**Source:**
==========

Comment trancher le nœud gordien de la crise grecque

 par Hans-Olaf Henkel

Dans la Grèce antique, on appelait les problèmes apparemment insolubles des «nœuds gordiens». Aujourd’hui, nous nous trouvons dans ce genre de situation fatale avec la monnaie unique européenne. Face à la catastrophe menaçante de la dette, nous avons beau retourner le problème dans tous les sens, nous ne nous en sortirons pas tant que nous resterons attachés aux règles actuelles. Et le pire est que plus nous faisons d’efforts, plus nos dettes augmentent et plus le nœud se resserre: scénario catastrophe devant lequel nos politiques ferment les yeux. Mais maintenant la plupart des citoyens ont pris conscience du caractère dramatique de la situation.

L’antique légende du nœud gordien représente une solution simple mais efficace: le roi grec Alexandre le Grand a montré au monde ce que l’on fait dans les situations apparemment sans issue: au lieu d’essayer craintivement de défaire le nœud, il l’a tranché d’un coup d’épée, ce qui a marqué le début de sa victoire.
Mon livre «Rettet unser Geld», paru à l’automne 2010, constitue une première tentative de trancher le nœud gordien de la monnaie unique européenne qui menace d’étouffer l’Allemagne, et cela au moyen de mesures simples qui, à vrai dire, comme dans le cas d’Alexandre le Grand, présupposent l’abandon de quelques règles jugées intouchables: L’euro tel que nous le connaissons doit disparaître. Sous sa forme actuelle, il est le garant du déclin de notre prospérité et également de la communauté qu’il est censé protéger. Ma proposition est la suivante: Comme Alexandre le Grand, nous devons trancher le nœud gordien, c’est-à-dire diviser l’euro en deux: un «euro du Nord» et un «euro du Sud». Tandis que dans les pays du Nord, la catastrophe n’est pas encore très marquée, elle est tangible dans les pays du Sud comme la Grèce, qui ressemble à un tonneau sans fond. Bruxelles lui accorde un plan de sauve­tage après l’autre et à Athènes, les plans de rigueur se succèdent et étranglent l’économie. Les contribuables allemands commencent à être fâchés et les Grecs le sont depuis longtemps. Bien que nous payions de plus en plus, les étudiants athéniens, les chômeurs de Lisbonne et les manifestants madrilènes récriminent contre l’Allemagne. Il n’est donc pas étonnant que nos politiques se voient contraints de faire constamment la leçon aux pays débiteurs du Sud, comme s’ils n’étaient pas eux-mêmes responsables de la catastrophe. Ce n’est pas le destin qui a serré ce nœud gordien mais les politiques européens.

==========

**Données fournies:**
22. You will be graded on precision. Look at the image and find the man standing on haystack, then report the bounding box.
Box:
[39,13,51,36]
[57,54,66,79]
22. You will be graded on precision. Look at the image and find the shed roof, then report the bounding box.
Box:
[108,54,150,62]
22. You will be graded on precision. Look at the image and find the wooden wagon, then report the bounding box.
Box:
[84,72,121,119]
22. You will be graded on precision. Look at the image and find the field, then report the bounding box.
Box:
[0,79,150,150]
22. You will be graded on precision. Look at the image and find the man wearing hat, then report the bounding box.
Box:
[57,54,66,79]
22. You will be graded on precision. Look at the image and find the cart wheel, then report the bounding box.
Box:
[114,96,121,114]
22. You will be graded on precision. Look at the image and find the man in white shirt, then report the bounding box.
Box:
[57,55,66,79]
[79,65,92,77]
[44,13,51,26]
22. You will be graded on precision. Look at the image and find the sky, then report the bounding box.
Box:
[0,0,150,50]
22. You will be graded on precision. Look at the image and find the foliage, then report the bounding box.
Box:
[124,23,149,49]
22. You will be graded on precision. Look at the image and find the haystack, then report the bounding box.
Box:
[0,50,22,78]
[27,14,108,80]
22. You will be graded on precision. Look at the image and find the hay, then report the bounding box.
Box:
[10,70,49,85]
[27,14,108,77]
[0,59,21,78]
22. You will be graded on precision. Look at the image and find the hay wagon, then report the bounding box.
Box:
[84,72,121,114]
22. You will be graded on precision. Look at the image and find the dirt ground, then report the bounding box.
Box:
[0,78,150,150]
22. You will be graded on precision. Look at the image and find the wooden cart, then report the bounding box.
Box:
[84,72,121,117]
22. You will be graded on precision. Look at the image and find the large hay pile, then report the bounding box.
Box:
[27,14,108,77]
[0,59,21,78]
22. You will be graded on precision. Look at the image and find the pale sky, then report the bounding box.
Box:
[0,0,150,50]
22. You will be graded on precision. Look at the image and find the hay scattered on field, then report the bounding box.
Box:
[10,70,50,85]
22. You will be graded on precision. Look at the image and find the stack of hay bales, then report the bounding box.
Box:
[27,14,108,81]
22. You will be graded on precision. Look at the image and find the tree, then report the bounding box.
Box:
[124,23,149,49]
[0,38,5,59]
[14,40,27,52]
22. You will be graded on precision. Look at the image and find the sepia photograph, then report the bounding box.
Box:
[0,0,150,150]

==========

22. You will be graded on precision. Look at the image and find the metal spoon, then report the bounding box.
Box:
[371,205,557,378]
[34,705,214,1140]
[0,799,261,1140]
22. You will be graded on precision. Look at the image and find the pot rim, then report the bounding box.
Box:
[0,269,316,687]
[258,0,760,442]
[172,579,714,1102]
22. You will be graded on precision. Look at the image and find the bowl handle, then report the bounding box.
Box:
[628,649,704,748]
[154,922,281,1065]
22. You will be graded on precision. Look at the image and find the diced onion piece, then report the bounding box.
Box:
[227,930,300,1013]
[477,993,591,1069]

==========

Poursuivez le texte sur le nœud gordien de la crise grecque en reprenant juste après sa dernière phrase.

Il est temps qu’ils s’intéressent aux causes réelles de la catastrophe, c’est-à-dire à l’attachement obstiné de cultures économiques différentes à la monnaie unique. Il empêche les pays du Sud de dévaluer leur monnaie et de rester concurrentiels. En même temps, les pays du Nord sont forcés d’envoyer sans cesse de nouvelles aides financières. Ce ne sera certainement pas facile de ­briser la monnaie unique mais il est irresponsable de prétendre qu’il n’existe pas, dans l’intérêt de l’Europe, d’autre solution que son maintien. «La faillite de l’euro signifierait la faillite de l’Europe», a déclaré la Chancelière allemande. Indépendamment du fait que 10 pays de l’UE n’ont pas adopté la monnaie unique, je dis: «L’Europe échoue à cause de l’euro».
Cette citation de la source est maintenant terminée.